* **Exercise details**: Below are some records. Print exactly the lines between the one holding "Point | tag one point per instance of the window" and the one holding "Point | tag one point per instance of the car door", inclusive, and nothing else.

(Natural-language object grounding data)
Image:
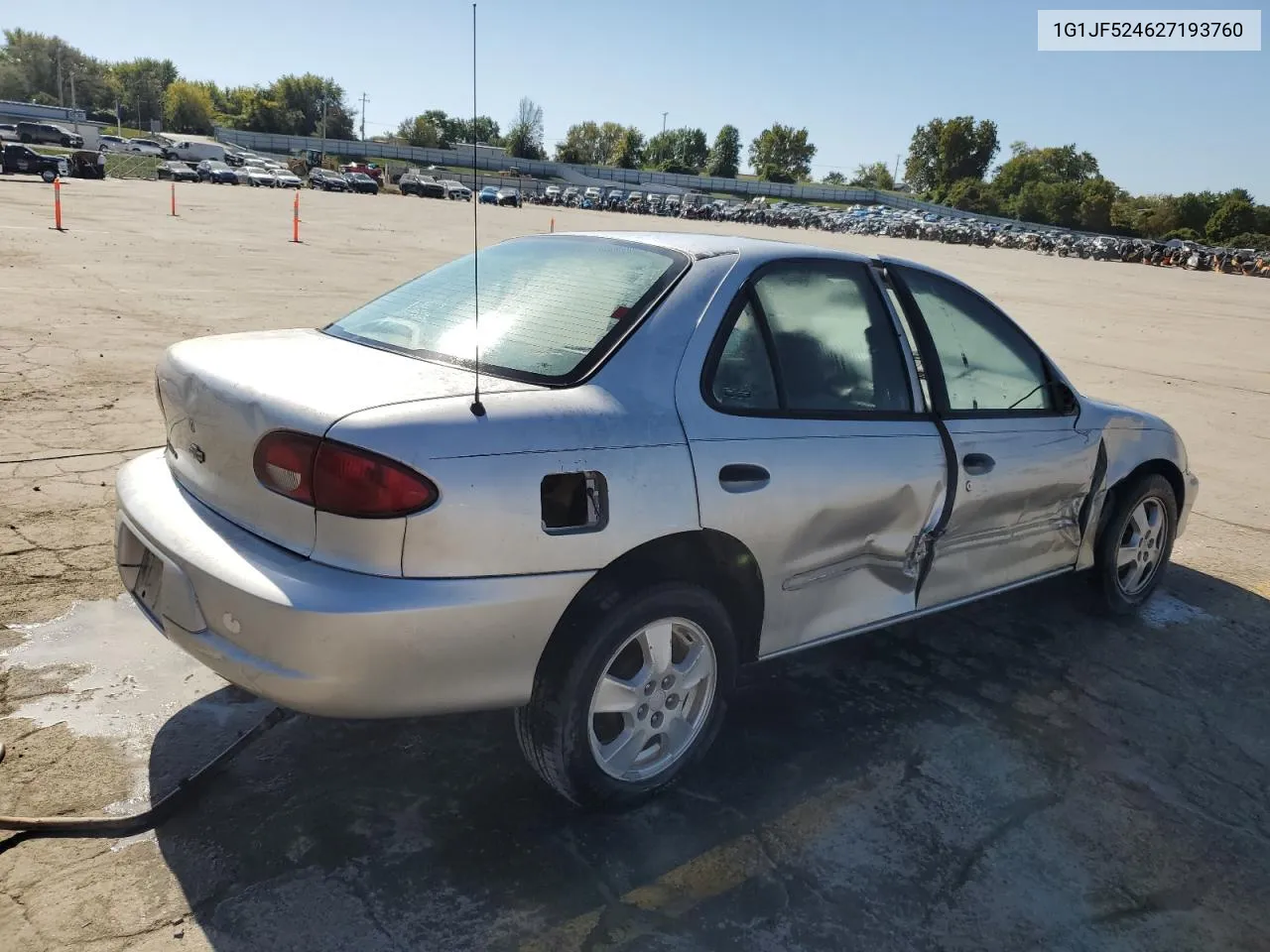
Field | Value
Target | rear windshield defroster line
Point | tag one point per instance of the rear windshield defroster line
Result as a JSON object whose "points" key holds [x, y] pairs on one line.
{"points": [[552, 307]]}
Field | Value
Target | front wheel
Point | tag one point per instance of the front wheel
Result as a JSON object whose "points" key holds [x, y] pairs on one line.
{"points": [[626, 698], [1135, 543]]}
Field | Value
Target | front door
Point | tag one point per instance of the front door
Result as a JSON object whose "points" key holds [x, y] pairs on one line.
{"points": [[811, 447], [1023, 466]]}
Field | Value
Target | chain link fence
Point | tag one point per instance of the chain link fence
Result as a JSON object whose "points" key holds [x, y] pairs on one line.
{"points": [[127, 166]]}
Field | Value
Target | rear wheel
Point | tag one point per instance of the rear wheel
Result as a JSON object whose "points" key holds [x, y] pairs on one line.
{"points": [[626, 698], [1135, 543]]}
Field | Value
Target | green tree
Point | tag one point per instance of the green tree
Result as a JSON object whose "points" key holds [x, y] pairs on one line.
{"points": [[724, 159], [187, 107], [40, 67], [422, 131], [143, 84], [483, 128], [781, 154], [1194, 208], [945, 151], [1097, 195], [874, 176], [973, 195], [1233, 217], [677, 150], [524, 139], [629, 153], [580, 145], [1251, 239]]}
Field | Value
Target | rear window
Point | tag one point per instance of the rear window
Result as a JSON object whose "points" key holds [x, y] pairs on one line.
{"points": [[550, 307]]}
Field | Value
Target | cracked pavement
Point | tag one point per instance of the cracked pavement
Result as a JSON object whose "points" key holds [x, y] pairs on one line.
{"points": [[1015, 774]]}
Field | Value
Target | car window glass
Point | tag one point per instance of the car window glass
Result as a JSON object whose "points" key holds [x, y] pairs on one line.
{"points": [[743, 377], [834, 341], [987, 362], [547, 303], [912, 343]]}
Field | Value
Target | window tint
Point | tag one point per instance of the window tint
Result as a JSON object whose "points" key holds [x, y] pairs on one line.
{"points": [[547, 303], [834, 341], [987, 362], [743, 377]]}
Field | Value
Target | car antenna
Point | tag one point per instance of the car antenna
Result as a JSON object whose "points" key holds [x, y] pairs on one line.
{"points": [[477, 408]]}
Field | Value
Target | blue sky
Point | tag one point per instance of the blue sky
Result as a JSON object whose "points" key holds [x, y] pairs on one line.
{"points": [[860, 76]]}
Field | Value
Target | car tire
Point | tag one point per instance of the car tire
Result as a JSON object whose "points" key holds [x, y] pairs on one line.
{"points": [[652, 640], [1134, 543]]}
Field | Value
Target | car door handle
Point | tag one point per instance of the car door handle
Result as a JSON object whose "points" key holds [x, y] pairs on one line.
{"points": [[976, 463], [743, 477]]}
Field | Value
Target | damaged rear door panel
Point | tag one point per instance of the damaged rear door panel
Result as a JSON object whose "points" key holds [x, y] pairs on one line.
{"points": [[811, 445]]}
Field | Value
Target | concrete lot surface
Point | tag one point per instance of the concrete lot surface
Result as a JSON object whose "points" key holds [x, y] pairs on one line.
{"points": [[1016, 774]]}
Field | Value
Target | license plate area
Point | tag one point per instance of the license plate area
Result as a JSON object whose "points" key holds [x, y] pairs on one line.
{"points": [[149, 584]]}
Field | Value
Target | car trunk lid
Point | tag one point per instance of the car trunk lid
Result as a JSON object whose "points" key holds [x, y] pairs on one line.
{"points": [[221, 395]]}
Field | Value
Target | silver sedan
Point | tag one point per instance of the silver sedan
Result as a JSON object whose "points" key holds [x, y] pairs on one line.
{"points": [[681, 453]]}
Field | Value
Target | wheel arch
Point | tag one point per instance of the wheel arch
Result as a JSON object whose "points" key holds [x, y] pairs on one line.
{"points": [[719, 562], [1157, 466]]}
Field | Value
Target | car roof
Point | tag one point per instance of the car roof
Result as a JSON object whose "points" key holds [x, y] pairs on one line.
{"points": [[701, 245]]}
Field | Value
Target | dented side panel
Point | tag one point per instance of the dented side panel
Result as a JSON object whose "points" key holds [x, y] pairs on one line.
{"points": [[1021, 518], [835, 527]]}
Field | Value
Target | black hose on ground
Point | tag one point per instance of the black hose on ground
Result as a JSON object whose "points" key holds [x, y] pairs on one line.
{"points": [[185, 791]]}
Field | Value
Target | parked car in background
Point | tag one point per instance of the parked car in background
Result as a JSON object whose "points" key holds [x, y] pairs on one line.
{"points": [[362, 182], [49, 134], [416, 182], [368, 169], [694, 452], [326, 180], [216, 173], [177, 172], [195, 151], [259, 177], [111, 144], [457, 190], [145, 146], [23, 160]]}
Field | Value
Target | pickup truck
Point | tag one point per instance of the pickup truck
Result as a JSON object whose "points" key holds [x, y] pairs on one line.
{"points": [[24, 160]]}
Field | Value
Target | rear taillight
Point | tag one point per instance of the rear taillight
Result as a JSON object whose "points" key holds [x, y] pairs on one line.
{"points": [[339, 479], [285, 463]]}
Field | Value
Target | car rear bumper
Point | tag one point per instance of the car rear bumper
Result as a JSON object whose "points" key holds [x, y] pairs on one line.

* **Response area**:
Point | tag one point per instance of the window tint
Result as a JSON object whose "points" key holds [x, y] pairs on one line.
{"points": [[547, 303], [834, 341], [987, 362], [743, 377]]}
Field | Value
Target | car antenna
Point | tag one point per instance of the car antenna
Result as a JSON object whose "points" key holds [x, y] pairs on one line.
{"points": [[477, 408]]}
Field | Value
Target | blue sky
Point | tag one point per instance of the blue sky
Result as a JSON object whose "points" key holds [x, y] pairs on one line.
{"points": [[860, 76]]}
Field | Value
Target | car tire
Point | tag one point per instance of the car tire
Result as a JSON object whose "points" key holds [x, y] pairs on one line.
{"points": [[652, 640], [1134, 543]]}
Field | Value
Target | car door handle
Point | tag one point per instance of the car door handle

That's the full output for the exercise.